I have a Troy Built (back before they got bought out by MTD). All steel and heavy duty. Never had a problem with it even in 96/97 winter. Watch out for the newer models, they are built flimsier than the originals.


----------



## hunt4P&amp;Y (Sep 23, 2004)

labguy23 said:


> I worked for a major mfr selling snow blowers for 5 years. Never saw a Kohler on one. Can you educate me on who uses Kohler and please tell me about their snow engines? Not trying to get in a pissing match but since Tecumseh went out of business I thought B&S were the only american company building snow blower engines.
> 
> Honda is another great snow blower but they are $$$$.


Have Kohlers on my walkers, I as well haven't seen them on walk behind blowers.

Make sure you get the right model number on a Honda some of them come off a different line. Aka the ones on the big box blowers.


----------



## Guest (Dec 10, 2009)

Wrong again, there is not a cheap or bad Honda engine on any Honda Snow Blower. They do not sell a snow engine to any other MFR.

Kohler does not build a snow engine.

Your Small Engine Repair shop is losing some majir creditability here.


----------



## barebackjack (Sep 5, 2006)

Im suprised nobody has said "my kid" yet.

Thats what I was growing up, a snow moving slave.


----------



## Wood Duck (Mar 22, 2002)

barebackjack said:


> Im suprised nobody has said "my kid" yet.
> 
> Thats what I was growing up, a snow moving slave.


ME TOO!

I always complained that when it became my younger brothers job we would have a snow plow... I was right!


----------



## alleyyooper (Jul 6, 2007)

I have a 6 foot ber vac mounted on my ford 5000. does a beautiful job but run it up the hill instead of down due to the PTO angle it will shear the bolt every time.
Wife does a bang up job on the porches steps and the approchs I can not get clost to.

 Al


----------



## nodakoutdoors.com (Feb 27, 2002)

Good time to tell the wife you need an ATV with a blade (of course ATV's can be useful outside the driveway :thumb: ).


----------



## hunt4P&amp;Y (Sep 23, 2004)

labguy23 said:


> Wrong again, there is not a cheap or bad Honda engine on any Honda Snow Blower. They do not sell a snow engine to any other MFR.
> 
> Kohler does not build a snow engine.
> 
> Your Small Engine Repair shop is losing some majir creditability here.


I could have swore I saw a Honda on a blower besides a Honda brand snow blower....

I own two snow blowers with kohler 26 horse EFI motors.. so does that count as two strikes against you?

Thankfully I don't own a small engine repair shop.


----------



## Guest (Dec 12, 2009)

hunt4P&Y said:


> labguy23 said:
> 
> 
> > Wrong again, there is not a cheap or bad Honda engine on any Honda Snow Blower. They do not sell a snow engine to any other MFR.
> ...


Sorry it was whistler who owned the repair shop but only if you call a 200hp tractor a snowblower just because you put a snowblower on the back of it you can't get a "Snowblower" with a Kohler! Don't try to BS your way out of this, I sell Grasshopper lawnmowers for the distributor now and you would never get me to call one of them a snowblower just because we put that on the front of it instead of the mower....and yes they have Kohler's too. And nope you may have seen a cheaper grade Honda on some 21" lawn mowers but not on any Snowblowers. So the count I have is 1 strike and I admit it!! Do you?

- - -

> _Action item 1_
Copy the snow blower thread between "I have a 6 foot" and "(Feb 27, 2002)", inclusive.
> _Action item 2_
Answer these questions from the snow blower thread:
(a) What engines does hunt4P&Y say are on the two snow blowers he owns?
(b) What does alleyyooper have mounted on his Ford 5000?
(c) What brand of lawnmowers does the Guest posting on Dec 12, 2009 sell for the distributor?
> _Action item 3_
Pick up the snow blower thread where it stops and keep writing it.
The lines after this have nothing to do with the snow blower thread.

> _Data_
- - -

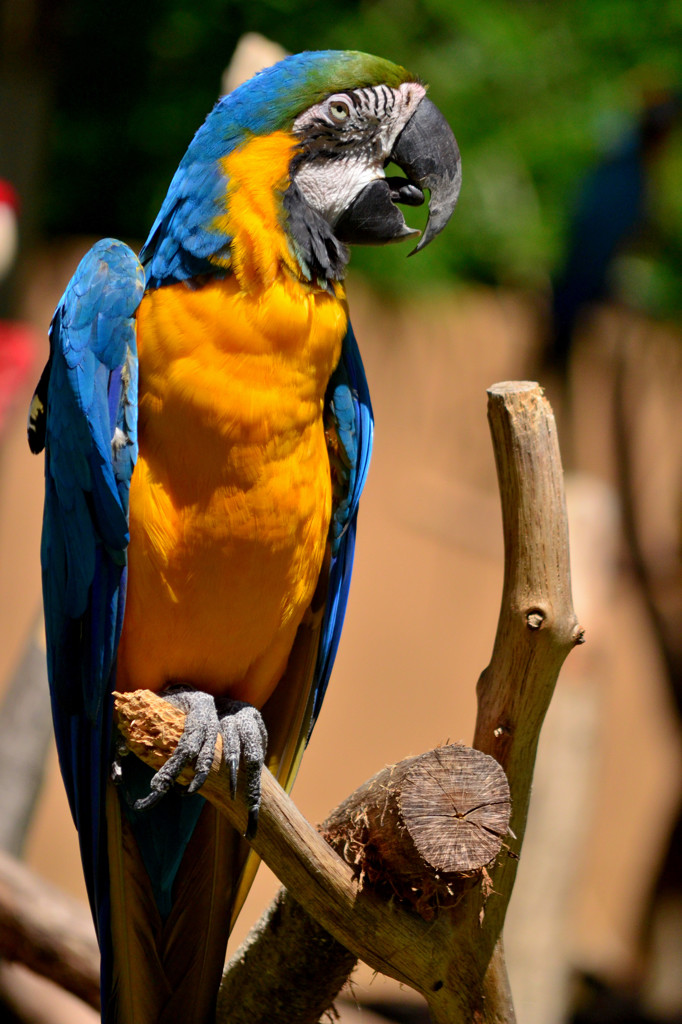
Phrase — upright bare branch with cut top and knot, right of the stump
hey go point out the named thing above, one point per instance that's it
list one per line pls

- - -

> _Answer space 1_
I have a 6 foot ber vac mounted on my ford 5000. does a beautiful job but run it up the hill instead of down due to the PTO angle it will shear the bolt every time.
Wife does a bang up job on the porches steps and the approchs I can not get clost to.

 Al


----------



## nodakoutdoors.com (Feb 27, 2002)

> _Answer space 2_
(a) Kohler 26 horse EFI motors.
(b) A 6 foot ber vac.
(c) Grasshopper.

> _Answer space 3_
----------



## hunt4P&amp;Y (Sep 23, 2004)

We will call it even?  :bop:


----------



## 94NDTA (May 28, 2005)

Does anyone know anyone in the FM area who repairs snowblowers? My fathers has an issue that he feels is beyond his capability with his snow blower. It's an older Craftsman that is having an issue with one of the augers. Thanks


----------



## bearhunter (Jan 30, 2009)

94NDTA said:


> Does anyone know anyone in the FM area who repairs snowblowers? My fathers has an issue that he feels is beyond his capability with his snow blower. It's an older Craftsman that is having an issue with one of the augers. Thanks


the garden hut, south university


----------



## wurgs (Mar 3, 2008)

I've used FM Lawn Equipment. They are on 14st and 1Ave S. in Fargo. Been there a couple times and they have always repaired it right and are done when they said they would be. They used to even pick up and deliver.


----------



## Guest (Dec 28, 2009)

+2 for Garden Hut, they are good guys.


----------



## 94NDTA (May 28, 2005)

Thanks for the heads up!

Are there any snowblowers out there with reliable engines that you can buy brand new?! Briggs and Stratton and Tecumseh all both made in china now!

Who new it would be so hard to just buy a snowblower!


----------



## farmerj (Jun 19, 2004)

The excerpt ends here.